(Gegevens voor puntlabeling op foto's)
▼▼▼
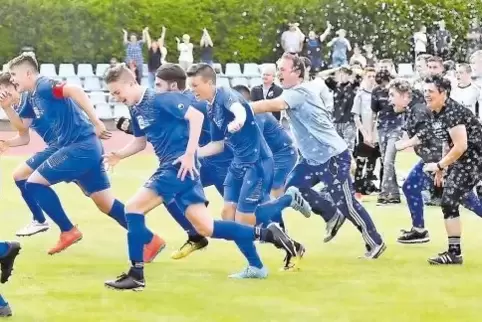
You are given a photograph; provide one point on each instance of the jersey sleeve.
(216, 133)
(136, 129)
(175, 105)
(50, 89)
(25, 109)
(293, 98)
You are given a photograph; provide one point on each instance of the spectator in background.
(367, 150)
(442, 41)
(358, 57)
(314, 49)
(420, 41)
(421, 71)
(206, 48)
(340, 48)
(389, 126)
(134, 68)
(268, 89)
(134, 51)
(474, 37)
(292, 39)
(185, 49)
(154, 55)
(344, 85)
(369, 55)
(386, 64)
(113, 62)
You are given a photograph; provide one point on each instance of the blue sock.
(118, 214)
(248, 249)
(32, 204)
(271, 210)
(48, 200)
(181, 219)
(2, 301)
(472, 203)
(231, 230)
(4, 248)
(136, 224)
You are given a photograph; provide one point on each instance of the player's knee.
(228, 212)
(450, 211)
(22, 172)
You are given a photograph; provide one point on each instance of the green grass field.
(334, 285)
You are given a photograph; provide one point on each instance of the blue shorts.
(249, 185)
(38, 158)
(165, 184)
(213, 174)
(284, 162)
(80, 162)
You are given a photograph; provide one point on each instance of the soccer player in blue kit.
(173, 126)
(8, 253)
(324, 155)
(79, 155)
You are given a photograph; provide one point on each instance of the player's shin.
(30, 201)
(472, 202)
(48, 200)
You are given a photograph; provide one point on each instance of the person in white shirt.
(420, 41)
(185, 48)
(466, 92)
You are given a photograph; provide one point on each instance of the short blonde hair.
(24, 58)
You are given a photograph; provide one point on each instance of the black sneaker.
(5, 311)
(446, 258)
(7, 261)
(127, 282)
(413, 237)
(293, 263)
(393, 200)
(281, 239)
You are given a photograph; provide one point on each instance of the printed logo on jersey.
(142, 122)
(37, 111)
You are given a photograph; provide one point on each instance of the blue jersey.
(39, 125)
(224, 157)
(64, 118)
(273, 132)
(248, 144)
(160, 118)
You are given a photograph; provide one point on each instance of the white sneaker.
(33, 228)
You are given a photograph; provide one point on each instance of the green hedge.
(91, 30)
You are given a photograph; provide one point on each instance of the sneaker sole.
▲▲▲
● **DE OPGAVE**:
Zet alle regels van het materiaal hierboven om in een genummerde lijst zonder lege regels. Laat de afbeeldingen in je antwoord weg.

● **UITWERKING OPGAVE**:
1. You are given a photograph; provide one point on each instance of the jersey sleeve.
2. (216, 133)
3. (136, 129)
4. (175, 105)
5. (50, 89)
6. (25, 109)
7. (293, 98)
8. You are given a photograph; provide one point on each instance of the spectator in background.
9. (367, 150)
10. (442, 41)
11. (358, 57)
12. (314, 49)
13. (420, 41)
14. (421, 71)
15. (206, 48)
16. (340, 48)
17. (389, 126)
18. (134, 68)
19. (268, 89)
20. (134, 51)
21. (474, 37)
22. (292, 39)
23. (185, 49)
24. (154, 55)
25. (344, 85)
26. (369, 55)
27. (386, 64)
28. (113, 62)
29. You are given a photograph; provide one point on each instance of the blue sock.
30. (118, 214)
31. (248, 249)
32. (32, 204)
33. (271, 210)
34. (48, 200)
35. (181, 219)
36. (2, 301)
37. (472, 203)
38. (231, 230)
39. (4, 248)
40. (136, 224)
41. You are given a photograph; provide one point on each instance of the player's knee.
42. (228, 212)
43. (450, 211)
44. (22, 172)
45. You are given a photograph; provide one point on each instance of the green grass field.
46. (334, 285)
47. You are given a photograph; provide one point on each instance of the blue shorts.
48. (249, 185)
49. (38, 158)
50. (165, 184)
51. (213, 174)
52. (284, 162)
53. (80, 162)
54. You are given a photograph; provide one point on each instance of the soccer player in blue kit.
55. (173, 126)
56. (8, 253)
57. (324, 155)
58. (79, 155)
59. You are given a photograph; provide one point on each instance of the player's shin.
60. (30, 201)
61. (472, 202)
62. (48, 200)
63. You are given a photograph; provide one point on each instance of the person in white shirt.
64. (420, 41)
65. (185, 48)
66. (466, 92)
67. You are given a photograph; provide one point on each instance of the short blonde hair.
68. (24, 58)
69. You are given a photograph; provide one point on each instance of the black sneaker.
70. (5, 311)
71. (446, 258)
72. (7, 261)
73. (127, 282)
74. (413, 237)
75. (293, 263)
76. (393, 200)
77. (281, 239)
78. You are given a photograph; provide one point on each instance of the printed logo on jersey.
79. (142, 122)
80. (37, 111)
81. You are given a photograph; provide one point on each instance of the blue jersey.
82. (39, 125)
83. (224, 157)
84. (64, 118)
85. (273, 132)
86. (248, 144)
87. (160, 118)
88. You are given a photograph; provide one point on each instance of the white sneaker.
89. (33, 228)
90. You are given a photograph; provide one point on each instance of the green hedge.
91. (91, 30)
92. You are given a photograph; provide one point on each instance of the sneaker sole.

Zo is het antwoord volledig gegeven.